──────── Data lines ────────

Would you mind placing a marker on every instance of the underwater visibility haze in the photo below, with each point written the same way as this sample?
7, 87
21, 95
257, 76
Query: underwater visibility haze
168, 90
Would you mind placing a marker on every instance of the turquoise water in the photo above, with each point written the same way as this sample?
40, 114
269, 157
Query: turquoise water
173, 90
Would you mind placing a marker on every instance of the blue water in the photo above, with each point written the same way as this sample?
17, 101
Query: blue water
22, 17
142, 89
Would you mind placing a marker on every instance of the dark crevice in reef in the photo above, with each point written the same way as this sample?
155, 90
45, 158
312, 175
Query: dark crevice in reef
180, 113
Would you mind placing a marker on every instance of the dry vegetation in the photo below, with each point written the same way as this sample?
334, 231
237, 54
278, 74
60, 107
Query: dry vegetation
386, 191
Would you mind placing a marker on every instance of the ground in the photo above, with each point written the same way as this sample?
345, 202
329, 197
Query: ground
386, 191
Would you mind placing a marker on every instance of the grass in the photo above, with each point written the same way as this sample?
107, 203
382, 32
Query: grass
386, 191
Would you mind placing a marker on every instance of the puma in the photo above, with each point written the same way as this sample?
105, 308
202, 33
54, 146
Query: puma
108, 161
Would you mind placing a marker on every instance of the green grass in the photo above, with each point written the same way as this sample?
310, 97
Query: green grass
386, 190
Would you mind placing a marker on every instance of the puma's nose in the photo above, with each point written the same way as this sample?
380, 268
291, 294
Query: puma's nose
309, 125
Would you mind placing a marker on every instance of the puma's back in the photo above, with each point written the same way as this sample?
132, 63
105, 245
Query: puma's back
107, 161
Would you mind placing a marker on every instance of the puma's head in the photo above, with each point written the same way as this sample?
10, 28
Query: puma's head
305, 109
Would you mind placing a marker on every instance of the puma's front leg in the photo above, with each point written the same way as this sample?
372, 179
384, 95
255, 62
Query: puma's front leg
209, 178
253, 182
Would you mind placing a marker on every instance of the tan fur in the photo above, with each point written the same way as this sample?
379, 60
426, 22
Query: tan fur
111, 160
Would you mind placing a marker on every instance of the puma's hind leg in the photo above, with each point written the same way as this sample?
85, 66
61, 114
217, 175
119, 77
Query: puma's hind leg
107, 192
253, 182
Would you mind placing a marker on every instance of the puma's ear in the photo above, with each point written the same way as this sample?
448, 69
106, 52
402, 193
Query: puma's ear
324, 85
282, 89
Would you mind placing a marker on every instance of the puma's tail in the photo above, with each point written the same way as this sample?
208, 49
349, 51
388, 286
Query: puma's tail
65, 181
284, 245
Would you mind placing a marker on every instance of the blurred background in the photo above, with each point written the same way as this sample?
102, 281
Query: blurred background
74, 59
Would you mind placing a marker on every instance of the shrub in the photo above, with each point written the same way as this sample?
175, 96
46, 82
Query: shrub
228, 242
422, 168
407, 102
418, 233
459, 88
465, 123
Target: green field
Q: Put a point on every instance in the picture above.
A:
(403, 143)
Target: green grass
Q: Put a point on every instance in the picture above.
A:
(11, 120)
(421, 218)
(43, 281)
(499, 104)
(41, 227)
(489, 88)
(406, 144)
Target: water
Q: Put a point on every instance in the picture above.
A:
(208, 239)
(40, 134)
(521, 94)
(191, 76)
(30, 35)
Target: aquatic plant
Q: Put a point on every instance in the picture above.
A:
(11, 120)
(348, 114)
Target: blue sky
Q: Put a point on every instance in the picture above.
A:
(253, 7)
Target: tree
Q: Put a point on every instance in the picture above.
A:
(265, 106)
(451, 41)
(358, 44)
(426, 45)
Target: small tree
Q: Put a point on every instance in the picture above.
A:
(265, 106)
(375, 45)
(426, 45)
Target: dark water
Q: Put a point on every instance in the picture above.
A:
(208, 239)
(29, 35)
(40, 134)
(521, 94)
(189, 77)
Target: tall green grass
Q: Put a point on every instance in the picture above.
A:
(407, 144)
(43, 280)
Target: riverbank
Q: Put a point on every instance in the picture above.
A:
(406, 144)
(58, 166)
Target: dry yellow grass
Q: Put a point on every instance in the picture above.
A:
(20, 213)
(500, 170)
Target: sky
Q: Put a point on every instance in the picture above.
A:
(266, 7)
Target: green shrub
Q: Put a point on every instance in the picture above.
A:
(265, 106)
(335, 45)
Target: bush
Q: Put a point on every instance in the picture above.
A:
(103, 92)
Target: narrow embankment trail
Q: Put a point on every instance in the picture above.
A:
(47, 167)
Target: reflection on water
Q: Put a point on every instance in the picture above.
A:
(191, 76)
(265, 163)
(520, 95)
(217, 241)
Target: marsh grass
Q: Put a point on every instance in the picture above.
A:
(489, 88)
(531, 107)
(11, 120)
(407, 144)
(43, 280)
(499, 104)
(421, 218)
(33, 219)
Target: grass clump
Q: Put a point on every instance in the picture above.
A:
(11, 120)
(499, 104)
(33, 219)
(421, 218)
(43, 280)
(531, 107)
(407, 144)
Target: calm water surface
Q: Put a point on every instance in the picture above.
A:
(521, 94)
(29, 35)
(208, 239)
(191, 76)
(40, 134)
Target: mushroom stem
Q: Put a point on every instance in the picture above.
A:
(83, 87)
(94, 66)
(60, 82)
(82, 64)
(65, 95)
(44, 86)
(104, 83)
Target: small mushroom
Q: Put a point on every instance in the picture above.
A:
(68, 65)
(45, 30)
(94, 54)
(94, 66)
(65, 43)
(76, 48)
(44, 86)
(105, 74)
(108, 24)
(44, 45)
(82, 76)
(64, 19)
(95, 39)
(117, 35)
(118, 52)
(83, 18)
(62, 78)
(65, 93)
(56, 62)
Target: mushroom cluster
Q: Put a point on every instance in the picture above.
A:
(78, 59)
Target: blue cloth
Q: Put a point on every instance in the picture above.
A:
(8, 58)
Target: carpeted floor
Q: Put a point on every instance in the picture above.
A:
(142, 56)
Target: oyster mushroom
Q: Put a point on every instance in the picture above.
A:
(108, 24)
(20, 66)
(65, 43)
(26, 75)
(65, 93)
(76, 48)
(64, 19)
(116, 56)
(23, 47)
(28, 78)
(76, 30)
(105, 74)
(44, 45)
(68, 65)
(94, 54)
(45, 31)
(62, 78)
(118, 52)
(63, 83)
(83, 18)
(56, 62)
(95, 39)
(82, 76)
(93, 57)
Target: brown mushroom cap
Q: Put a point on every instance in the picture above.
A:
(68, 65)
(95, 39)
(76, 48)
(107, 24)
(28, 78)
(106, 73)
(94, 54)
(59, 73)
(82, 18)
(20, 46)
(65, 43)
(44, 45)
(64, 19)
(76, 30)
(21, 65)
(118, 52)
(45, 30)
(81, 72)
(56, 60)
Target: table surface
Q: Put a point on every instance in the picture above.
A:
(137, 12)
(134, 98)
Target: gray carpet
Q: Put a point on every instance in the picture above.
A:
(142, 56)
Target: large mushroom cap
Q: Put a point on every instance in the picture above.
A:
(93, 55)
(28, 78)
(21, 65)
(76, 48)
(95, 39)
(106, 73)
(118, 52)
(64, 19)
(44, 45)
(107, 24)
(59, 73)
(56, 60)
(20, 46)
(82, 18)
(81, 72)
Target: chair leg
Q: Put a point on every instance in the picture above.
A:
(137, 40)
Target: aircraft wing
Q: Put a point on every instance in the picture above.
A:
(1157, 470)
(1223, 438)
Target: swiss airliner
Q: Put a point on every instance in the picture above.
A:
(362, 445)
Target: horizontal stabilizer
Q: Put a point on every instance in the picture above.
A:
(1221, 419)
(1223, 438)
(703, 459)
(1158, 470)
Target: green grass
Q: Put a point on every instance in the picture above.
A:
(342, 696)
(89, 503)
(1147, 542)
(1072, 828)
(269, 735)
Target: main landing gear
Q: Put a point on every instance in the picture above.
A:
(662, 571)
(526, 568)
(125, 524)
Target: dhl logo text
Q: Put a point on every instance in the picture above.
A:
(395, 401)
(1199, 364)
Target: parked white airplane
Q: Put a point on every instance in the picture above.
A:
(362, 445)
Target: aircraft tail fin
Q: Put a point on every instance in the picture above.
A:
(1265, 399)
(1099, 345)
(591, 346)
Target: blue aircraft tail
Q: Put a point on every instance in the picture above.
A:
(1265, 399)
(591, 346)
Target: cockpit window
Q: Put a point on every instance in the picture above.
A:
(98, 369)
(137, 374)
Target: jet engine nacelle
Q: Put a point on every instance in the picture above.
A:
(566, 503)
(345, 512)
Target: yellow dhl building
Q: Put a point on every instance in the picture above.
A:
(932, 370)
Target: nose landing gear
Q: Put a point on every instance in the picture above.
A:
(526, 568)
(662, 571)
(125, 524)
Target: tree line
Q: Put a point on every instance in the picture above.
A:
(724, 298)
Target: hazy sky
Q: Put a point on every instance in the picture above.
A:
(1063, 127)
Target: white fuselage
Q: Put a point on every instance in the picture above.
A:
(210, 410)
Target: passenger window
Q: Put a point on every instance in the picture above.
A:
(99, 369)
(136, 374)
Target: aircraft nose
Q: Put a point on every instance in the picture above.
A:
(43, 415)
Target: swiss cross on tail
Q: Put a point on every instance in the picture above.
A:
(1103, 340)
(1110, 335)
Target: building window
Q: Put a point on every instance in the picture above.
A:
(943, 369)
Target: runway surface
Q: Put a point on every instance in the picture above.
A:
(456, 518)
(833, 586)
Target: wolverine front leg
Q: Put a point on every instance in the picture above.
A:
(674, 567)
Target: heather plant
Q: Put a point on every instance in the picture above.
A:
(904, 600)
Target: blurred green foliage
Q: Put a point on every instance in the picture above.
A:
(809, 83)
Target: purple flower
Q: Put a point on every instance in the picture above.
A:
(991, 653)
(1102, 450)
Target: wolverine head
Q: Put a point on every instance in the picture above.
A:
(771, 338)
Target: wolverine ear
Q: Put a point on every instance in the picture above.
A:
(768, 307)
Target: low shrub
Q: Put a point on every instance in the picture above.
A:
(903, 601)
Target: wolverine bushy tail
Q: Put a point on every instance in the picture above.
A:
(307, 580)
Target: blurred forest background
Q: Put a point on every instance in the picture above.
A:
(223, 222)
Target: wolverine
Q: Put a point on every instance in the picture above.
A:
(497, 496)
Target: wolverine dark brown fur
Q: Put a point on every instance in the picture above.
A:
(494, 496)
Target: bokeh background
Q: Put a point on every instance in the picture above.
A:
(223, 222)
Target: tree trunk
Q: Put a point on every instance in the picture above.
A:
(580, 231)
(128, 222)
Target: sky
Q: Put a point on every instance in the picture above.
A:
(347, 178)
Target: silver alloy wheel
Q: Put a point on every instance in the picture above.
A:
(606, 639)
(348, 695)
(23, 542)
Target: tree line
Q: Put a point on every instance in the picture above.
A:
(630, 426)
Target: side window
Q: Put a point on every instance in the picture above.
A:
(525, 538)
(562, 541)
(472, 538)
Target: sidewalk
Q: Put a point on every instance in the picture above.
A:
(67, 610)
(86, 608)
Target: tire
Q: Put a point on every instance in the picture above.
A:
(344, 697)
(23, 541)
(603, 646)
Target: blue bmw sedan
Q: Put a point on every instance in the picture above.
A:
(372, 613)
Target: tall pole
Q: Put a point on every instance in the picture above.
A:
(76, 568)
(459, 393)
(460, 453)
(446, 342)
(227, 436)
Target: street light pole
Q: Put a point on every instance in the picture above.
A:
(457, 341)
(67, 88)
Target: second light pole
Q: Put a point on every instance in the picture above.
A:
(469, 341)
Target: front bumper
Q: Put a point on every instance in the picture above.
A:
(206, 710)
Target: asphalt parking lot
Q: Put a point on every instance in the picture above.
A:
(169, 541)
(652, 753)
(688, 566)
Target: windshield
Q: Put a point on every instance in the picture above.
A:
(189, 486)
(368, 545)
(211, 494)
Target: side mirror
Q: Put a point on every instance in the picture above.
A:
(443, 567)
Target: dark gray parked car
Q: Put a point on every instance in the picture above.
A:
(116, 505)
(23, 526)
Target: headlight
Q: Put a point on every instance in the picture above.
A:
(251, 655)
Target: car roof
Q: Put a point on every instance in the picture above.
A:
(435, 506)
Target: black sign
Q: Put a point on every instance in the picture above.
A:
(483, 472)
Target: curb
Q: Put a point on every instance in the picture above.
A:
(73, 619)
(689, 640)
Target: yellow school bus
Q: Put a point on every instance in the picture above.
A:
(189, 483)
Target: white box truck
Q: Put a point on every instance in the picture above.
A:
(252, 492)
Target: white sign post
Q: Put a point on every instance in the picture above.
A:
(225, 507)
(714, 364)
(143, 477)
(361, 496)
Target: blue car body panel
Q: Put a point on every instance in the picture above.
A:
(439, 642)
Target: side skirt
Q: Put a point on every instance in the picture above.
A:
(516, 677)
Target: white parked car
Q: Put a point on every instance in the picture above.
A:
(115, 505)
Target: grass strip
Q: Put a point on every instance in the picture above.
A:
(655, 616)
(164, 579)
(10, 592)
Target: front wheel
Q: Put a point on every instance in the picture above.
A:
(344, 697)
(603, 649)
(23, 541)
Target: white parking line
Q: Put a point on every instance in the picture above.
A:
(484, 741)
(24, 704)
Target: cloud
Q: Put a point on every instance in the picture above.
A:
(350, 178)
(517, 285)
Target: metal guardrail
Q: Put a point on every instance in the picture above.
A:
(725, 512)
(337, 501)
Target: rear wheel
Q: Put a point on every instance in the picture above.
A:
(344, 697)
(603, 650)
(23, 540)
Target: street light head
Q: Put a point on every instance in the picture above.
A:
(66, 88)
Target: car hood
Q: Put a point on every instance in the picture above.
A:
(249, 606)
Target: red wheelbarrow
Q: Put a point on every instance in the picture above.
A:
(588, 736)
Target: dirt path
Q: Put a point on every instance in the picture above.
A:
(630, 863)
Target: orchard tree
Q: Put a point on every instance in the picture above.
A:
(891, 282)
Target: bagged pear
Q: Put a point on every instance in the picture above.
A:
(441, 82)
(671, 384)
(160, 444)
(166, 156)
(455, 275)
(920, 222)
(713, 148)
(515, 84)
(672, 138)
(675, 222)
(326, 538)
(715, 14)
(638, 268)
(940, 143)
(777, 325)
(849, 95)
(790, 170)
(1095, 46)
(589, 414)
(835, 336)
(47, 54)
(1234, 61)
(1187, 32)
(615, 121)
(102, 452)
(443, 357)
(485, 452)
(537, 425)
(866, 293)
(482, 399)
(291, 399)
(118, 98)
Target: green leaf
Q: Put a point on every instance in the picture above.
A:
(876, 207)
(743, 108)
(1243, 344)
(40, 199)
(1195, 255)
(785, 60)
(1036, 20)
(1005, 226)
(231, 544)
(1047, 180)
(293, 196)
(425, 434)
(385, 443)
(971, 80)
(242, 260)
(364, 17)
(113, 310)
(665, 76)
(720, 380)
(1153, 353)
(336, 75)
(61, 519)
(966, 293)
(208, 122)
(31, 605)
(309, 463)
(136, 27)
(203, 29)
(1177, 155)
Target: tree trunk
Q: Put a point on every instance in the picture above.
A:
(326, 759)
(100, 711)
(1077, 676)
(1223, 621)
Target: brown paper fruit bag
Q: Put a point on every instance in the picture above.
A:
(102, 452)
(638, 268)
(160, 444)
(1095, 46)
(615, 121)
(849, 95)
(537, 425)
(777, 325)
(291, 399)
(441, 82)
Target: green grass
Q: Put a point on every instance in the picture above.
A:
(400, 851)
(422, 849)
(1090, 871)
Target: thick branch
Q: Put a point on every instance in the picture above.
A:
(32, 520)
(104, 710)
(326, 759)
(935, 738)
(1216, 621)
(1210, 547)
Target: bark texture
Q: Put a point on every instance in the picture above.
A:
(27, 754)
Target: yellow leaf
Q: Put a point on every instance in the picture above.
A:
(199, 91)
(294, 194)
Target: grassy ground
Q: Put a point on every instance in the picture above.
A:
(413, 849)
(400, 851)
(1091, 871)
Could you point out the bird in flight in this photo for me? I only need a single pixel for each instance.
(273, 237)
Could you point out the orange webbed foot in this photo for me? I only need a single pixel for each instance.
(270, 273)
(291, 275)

────────

=== Objective ===
All lines from the one containing "Target: green leaf" through the end of the records, both ends included, are to be quoted exactly; please add nothing else.

=== Result of the task ===
Target: green leaf
Q: Put a point on every instance in the picture above.
A:
(876, 207)
(743, 108)
(1243, 344)
(40, 199)
(1195, 255)
(785, 60)
(1036, 20)
(1005, 226)
(231, 544)
(1047, 180)
(293, 196)
(425, 434)
(385, 443)
(971, 80)
(242, 260)
(364, 17)
(113, 310)
(665, 76)
(720, 380)
(1153, 353)
(336, 75)
(61, 519)
(966, 293)
(208, 122)
(31, 605)
(309, 463)
(136, 27)
(203, 29)
(1177, 155)
Target: tree trunk
Q: Put a point on every instance in the picture above.
A:
(326, 759)
(100, 711)
(1077, 676)
(1223, 621)
Target: brown paper fruit bag
Q: Put a point on every instance in the picture above.
A:
(102, 452)
(638, 268)
(160, 444)
(1095, 46)
(615, 121)
(849, 95)
(537, 425)
(777, 325)
(291, 399)
(441, 82)
Target: green grass
Q: Put a point on every instance in the picture above.
A:
(400, 851)
(422, 849)
(1090, 871)
Target: thick branch
Q: Put a point on every instance in the picture above.
A:
(32, 520)
(104, 710)
(326, 759)
(935, 738)
(1216, 621)
(1210, 547)
Target: bark texture
Q: Put a point on every instance in the picture above.
A:
(27, 754)
Target: yellow leaf
Q: Put a point on every instance in the picture above.
A:
(199, 91)
(294, 194)
Target: grassy ground
Q: Put a point on every instance in the picture above.
A:
(413, 849)
(400, 851)
(1091, 871)
Could you point out the bird in flight in this photo for me? I only need a single pixel for each instance.
(273, 237)
Could you point out the orange webbed foot in this photo for me? I only need a single pixel for each instance.
(270, 273)
(291, 275)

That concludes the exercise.